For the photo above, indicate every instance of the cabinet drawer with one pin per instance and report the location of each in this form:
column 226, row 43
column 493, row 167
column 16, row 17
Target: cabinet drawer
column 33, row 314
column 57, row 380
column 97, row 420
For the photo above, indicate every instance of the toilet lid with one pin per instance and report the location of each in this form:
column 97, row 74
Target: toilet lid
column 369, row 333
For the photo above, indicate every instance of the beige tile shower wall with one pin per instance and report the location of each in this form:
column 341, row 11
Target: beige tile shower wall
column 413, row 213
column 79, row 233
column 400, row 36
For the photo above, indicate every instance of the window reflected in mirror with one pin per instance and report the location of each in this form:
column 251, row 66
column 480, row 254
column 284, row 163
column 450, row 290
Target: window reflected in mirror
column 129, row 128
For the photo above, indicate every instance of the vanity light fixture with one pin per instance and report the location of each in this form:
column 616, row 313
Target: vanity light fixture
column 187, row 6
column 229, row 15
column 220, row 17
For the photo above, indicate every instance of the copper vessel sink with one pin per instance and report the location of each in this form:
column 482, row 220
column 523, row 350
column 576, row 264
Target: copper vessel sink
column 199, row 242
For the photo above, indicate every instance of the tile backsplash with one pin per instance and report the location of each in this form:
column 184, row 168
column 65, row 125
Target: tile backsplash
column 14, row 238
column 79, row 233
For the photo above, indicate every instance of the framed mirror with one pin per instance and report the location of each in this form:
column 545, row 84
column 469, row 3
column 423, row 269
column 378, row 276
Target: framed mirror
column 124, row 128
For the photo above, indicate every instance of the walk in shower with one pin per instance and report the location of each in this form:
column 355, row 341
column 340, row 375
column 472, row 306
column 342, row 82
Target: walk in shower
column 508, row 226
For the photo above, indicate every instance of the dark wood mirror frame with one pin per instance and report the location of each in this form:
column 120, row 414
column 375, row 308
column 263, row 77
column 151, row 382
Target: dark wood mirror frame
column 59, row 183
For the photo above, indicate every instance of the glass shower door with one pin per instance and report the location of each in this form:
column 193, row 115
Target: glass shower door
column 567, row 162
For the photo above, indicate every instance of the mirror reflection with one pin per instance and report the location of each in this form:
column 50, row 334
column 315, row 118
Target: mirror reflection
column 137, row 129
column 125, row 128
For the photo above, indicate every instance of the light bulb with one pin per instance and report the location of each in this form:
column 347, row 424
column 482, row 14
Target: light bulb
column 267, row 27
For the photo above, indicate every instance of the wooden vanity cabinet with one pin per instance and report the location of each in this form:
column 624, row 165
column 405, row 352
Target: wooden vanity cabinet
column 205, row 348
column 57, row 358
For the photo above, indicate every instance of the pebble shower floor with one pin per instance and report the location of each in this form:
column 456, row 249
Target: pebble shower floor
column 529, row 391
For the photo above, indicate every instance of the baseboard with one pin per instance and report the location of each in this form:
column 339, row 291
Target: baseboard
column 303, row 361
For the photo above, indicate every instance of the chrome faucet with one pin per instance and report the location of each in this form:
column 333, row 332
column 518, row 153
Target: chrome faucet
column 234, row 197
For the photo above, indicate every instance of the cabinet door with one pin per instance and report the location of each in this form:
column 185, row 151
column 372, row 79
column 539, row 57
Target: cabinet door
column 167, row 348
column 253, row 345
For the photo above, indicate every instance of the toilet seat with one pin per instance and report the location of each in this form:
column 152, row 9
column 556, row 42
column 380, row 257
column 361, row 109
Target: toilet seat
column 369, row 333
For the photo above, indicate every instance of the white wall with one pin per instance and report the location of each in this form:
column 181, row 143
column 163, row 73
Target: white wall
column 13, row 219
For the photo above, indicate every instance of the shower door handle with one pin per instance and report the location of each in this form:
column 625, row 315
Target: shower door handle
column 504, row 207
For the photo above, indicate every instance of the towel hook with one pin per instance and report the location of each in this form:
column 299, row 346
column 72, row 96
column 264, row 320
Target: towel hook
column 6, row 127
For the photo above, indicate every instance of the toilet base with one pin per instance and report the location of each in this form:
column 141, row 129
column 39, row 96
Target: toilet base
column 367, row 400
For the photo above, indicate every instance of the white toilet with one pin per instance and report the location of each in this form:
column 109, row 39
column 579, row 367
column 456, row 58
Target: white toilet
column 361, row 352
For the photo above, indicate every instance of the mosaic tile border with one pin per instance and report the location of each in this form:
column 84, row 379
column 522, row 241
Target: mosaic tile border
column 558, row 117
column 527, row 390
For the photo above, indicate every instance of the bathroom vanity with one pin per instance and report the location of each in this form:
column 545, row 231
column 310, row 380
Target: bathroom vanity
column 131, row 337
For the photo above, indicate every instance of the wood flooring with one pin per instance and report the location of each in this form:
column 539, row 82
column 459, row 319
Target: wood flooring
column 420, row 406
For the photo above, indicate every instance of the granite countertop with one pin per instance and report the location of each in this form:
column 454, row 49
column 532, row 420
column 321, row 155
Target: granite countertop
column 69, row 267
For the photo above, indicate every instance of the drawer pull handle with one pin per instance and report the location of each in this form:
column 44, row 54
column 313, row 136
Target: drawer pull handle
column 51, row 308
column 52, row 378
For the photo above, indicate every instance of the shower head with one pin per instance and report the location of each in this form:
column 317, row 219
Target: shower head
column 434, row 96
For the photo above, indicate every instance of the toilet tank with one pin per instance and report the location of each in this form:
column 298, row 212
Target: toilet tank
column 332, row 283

=====

Copy every line of the listing above word for word, in the same order, without changing anything.

For the photo above, indicate every instance of the cabinet drawer with one pin per instance and report the location of each in this form:
column 226, row 43
column 493, row 167
column 16, row 17
Target: cabinet drawer
column 33, row 314
column 57, row 380
column 97, row 420
For the photo above, indicate every instance of the toilet lid with one pin per instance and report the location of each in this form:
column 97, row 74
Target: toilet lid
column 369, row 333
For the photo above, indicate every instance of the beige tile shower wall with one pin per instance and report the location of each in this form:
column 341, row 11
Target: beige tile shower wall
column 413, row 213
column 79, row 233
column 400, row 36
For the photo above, indicate every instance of the window reflected in mirror with one pin per instance and report the location of each in this form:
column 251, row 66
column 480, row 254
column 284, row 163
column 450, row 290
Target: window reflected in mirror
column 129, row 128
For the photo above, indicate every instance of the vanity light fixture with one pin per instance and report the location of each in this form:
column 616, row 313
Target: vanity light fixture
column 187, row 6
column 229, row 15
column 220, row 17
For the photo above, indicate every instance of the copper vessel sink with one pin per instance and report the location of each in this form:
column 482, row 220
column 523, row 350
column 576, row 264
Target: copper vessel sink
column 199, row 242
For the photo above, indicate every instance of the tile backsplash with one pin per instance and report the location of each in this form:
column 184, row 168
column 65, row 125
Target: tile backsplash
column 14, row 238
column 79, row 233
For the photo above, indicate every instance of the framed mirror with one pin per instance and report the location of each in this form:
column 545, row 84
column 469, row 3
column 423, row 269
column 378, row 276
Target: framed mirror
column 124, row 128
For the photo above, indicate every instance of the walk in shower with one pin per instance and report the location of each in this form:
column 355, row 341
column 340, row 375
column 472, row 306
column 342, row 82
Target: walk in shower
column 508, row 226
For the photo above, indicate every instance of the dark wood mirror frame with one pin per instance and report the location of each in this form:
column 120, row 414
column 375, row 308
column 263, row 77
column 151, row 382
Target: dark wood mirror frame
column 59, row 183
For the photo above, indicate every instance of the glass shower door with one pin per instance and report the location of each in this form:
column 193, row 115
Target: glass shower door
column 567, row 162
For the photo above, indicate every instance of the mirror reflection with one pin per instance and report the location of each in this form:
column 50, row 334
column 315, row 118
Target: mirror reflection
column 137, row 129
column 125, row 128
For the photo above, indicate every instance of the light bulb with one pin per instance and report the location of each in this form:
column 347, row 424
column 482, row 14
Target: light bulb
column 267, row 27
For the photo above, indicate every instance of the wooden vanity cabinet with one pin per instance and report the location of each in this form:
column 624, row 165
column 405, row 352
Target: wooden vanity cabinet
column 205, row 348
column 57, row 358
For the photo above, indicate every instance of the pebble shower floor with one pin per instance and report the location of each in this form:
column 456, row 249
Target: pebble shower floor
column 529, row 391
For the photo above, indicate every instance of the baseboard with one pin per instance and report the location of each in this form:
column 339, row 291
Target: baseboard
column 303, row 361
For the photo above, indicate every instance of the chrome faucet with one pin per instance and report the location of each in this form:
column 333, row 332
column 518, row 153
Target: chrome faucet
column 234, row 197
For the photo above, indicate every instance of the cabinet door with one pin per instance and report the location of each in this form:
column 185, row 151
column 372, row 79
column 539, row 57
Target: cabinet door
column 167, row 348
column 253, row 345
For the photo above, indicate every instance of the toilet seat with one pin per instance and report the location of each in this form:
column 152, row 9
column 556, row 42
column 380, row 257
column 361, row 109
Target: toilet seat
column 369, row 333
For the photo above, indicate every instance of the white wall with one pin per instance and report the location of each in this form:
column 181, row 143
column 163, row 73
Target: white wall
column 13, row 219
For the photo above, indicate every instance of the shower door handle with one pin per instance and report the location of each in this form:
column 625, row 315
Target: shower door handle
column 504, row 207
For the photo above, indicate every instance of the towel hook with one pin per instance and report the location of each in this form:
column 299, row 346
column 72, row 96
column 264, row 320
Target: towel hook
column 6, row 127
For the photo above, indicate every instance of the toilet base with one pin per instance and report the location of each in this form:
column 141, row 129
column 39, row 96
Target: toilet base
column 367, row 400
For the photo above, indicate every instance of the white toilet with one pin per instance and report the location of each in this form:
column 109, row 39
column 579, row 367
column 456, row 58
Target: white toilet
column 361, row 352
For the photo above, indicate every instance of the mosaic tile border with one pin per instance and report the location of each in this form:
column 84, row 379
column 522, row 241
Target: mosaic tile border
column 558, row 117
column 527, row 390
For the photo above, indicate every instance of the bathroom vanity with one pin per instance and report the location of each in this form:
column 545, row 231
column 310, row 380
Target: bathroom vanity
column 131, row 337
For the photo above, indicate every instance of the wood flooring with one pin per instance and report the location of each in this form:
column 539, row 82
column 459, row 319
Target: wood flooring
column 420, row 406
For the photo above, indicate every instance of the granite countertop with one pin per instance and report the location of each in this form:
column 454, row 49
column 532, row 420
column 321, row 155
Target: granite countertop
column 69, row 267
For the photo above, indicate every instance of the drawer pull handle with one pin per instance and report the location of each in this form:
column 44, row 54
column 313, row 136
Target: drawer pull handle
column 51, row 308
column 52, row 378
For the photo above, indicate every instance of the shower head with one pin per instance and report the location of each in this form:
column 317, row 219
Target: shower head
column 434, row 96
For the photo above, indicate every instance of the toilet tank with one pin per instance and report the location of each in this form:
column 298, row 212
Target: toilet tank
column 332, row 283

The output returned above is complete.